### [Problems to solve]
A) Translate this sentence from the piece on St. Valentine into Spanish: "There are at least three legends of Valentine, all ending in his execution."
B) In the piece on St. Valentine, which emperor cancels all romantic engagements and marriages taking place in Rome?
C) Write a continuation of the piece on St. Valentine, picking up after its final line.

### [Document text]
* begin *

This bulletin cover as proposed called for a color copier! This is what
it would have looked like – all striking red and purple colors of the heart, and
black links of chain across it! So who’s going to get us a copier?
While we’re at it, how about a digital signboard, too?! Seriously, we
wanted to lift up chained hearts of struggle throughout Black History -- as well
as St. Valentine imprisoned.
There are at least three legends of Valentine, all ending in his execution.
First, while in prison he falls in love, perhaps with the jailer’s daughter, to
whom he sends the first love note ever signed, “From Your Valentine.” Second,
Valentine tries to help Christians escape their specially harsh conditions in Roman
prisons.
Third -- and the version that speaks in our time as well to the freedom of
love to be love, and the right of love to be consecrated in marriage -- the
Emperor Claudius II leads Rome into various bloody and unpopular campaigns
against other peoples and states. Sound familiar? It is hard to get
soldiers to join his armies. Sound familiar? Claudius takes that to
mean young men would rather remain with their families and loved ones.
Sound familiar? So he cancels all romantic engagements as well as all
marriages then taking place in Rome.
Valentine is a priest in Rome, and along with priest named Marius, does not
agree with the emperor. He sees what is happening to young men as an issue of
justice for them and their beloved ones. So he defies and resists the
emperor by continuing to perform “underground” secret marriages for young
lovers! Sound familiar?? But it’s hard to keep love secret for long.
So Valentine is arrested. Claudius orders his head cut off on the date we
now know as Valentine’s Day. So who are the martyrs for love today?
For the love of love itself? For love as alternative to war? Love
that leads committed, covenanted adults to want to marry? Even against the
law? Who is unchaining our hearts? Setting love free?

* end *

### [Data]

* begin *

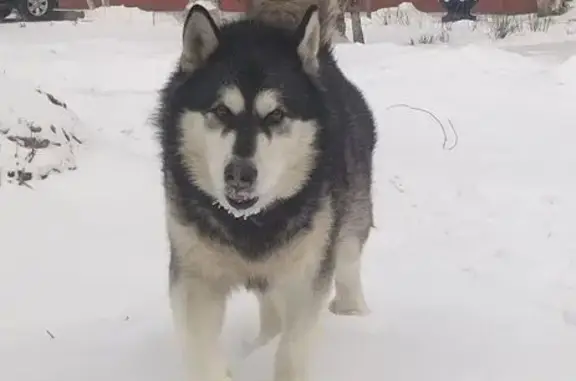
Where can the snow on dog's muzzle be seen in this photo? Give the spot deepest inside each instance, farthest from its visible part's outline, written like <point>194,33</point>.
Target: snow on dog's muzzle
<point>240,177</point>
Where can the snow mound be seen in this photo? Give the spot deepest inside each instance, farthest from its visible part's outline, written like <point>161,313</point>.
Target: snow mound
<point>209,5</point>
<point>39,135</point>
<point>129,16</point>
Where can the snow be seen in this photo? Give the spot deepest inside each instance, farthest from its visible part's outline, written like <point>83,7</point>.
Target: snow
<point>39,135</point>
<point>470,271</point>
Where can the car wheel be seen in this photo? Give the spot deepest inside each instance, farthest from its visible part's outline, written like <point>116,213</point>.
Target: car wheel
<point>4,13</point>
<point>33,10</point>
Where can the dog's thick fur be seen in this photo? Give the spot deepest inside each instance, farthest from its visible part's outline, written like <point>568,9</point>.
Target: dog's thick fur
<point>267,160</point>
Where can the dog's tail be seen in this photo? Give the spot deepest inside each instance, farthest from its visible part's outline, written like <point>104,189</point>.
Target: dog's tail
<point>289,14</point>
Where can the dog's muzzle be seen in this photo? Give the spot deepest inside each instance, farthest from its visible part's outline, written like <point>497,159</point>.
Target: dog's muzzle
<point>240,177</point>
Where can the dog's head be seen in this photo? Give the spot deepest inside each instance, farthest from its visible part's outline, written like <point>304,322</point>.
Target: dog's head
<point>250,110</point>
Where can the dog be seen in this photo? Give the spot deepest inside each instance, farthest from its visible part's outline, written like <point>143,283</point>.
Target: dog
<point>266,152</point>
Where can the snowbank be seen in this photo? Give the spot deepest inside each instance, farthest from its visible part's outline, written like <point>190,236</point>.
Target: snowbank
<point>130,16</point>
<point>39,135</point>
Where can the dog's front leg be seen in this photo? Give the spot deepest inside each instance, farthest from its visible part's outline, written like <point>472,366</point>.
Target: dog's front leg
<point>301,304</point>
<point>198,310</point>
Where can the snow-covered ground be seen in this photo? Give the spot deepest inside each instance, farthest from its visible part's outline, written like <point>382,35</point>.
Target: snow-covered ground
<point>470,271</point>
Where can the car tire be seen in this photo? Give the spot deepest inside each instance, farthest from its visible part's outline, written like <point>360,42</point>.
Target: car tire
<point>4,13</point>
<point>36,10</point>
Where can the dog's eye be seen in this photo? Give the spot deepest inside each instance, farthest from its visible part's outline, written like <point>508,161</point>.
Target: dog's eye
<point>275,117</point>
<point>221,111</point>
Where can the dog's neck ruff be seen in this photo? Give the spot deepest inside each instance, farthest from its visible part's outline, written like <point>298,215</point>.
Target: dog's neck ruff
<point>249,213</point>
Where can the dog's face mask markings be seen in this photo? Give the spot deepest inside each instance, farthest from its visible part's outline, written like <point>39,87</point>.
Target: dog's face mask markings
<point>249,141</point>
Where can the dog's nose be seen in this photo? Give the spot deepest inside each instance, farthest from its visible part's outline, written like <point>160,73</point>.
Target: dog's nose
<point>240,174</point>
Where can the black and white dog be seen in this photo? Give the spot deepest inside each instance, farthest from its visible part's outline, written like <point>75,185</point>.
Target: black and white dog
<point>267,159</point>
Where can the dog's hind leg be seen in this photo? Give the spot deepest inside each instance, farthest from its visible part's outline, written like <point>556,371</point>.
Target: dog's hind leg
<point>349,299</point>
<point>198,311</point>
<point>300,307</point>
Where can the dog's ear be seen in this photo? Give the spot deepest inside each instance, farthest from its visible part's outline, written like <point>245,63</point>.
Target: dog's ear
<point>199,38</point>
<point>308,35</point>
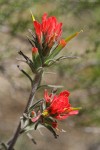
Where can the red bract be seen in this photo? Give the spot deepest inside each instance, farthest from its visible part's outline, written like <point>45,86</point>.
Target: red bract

* end *

### [Answers in order]
A) Existen al menos tres leyendas de Valentín, y todas terminan con su ejecución.

B) Emperor Claudius II.

C)
Covenant love always starts with God. It is the unconditional intervention
of God in our personal lives and our corporate histories – particularly in times
and places where we find ourselves most enchained and enslaved – to whatever powers
of sin and death, oppression and exploitation. In such times and places “the
God of Israel” sees our sufferings, hears our cries, “comes down” to offer God’s
power to us, and leads us out of bondage and toward the “freedom land.” In
the process God makes covenant with us – to be our God, to be in relationship, in
partnership with those who will be God’s people – no matter what happens between
us! The first and last word, God promises, will be “love.” God’s kind
of love is the form and function of the love that calls us in all of our covenant-making
and –keeping.
Of course, that kind of love is not easy for us to promise to make or to
keep. It is not even easy for God! The God of scripture repeatedly
shows understandable impatience with us and even intolerance for us in the
limits of our human condition! One way to see Jesus as coming into
our life and history is that God gives up on seeing us as perennial
problem-children only fit to be punished. God sends Jesus instead.
Jesus becomes for us the radical outpouring of God’s own self – embracing us
just as we are – with all our impervious impossibilities!
According to Jeremiah, the heart is a very big part of the problem of being human.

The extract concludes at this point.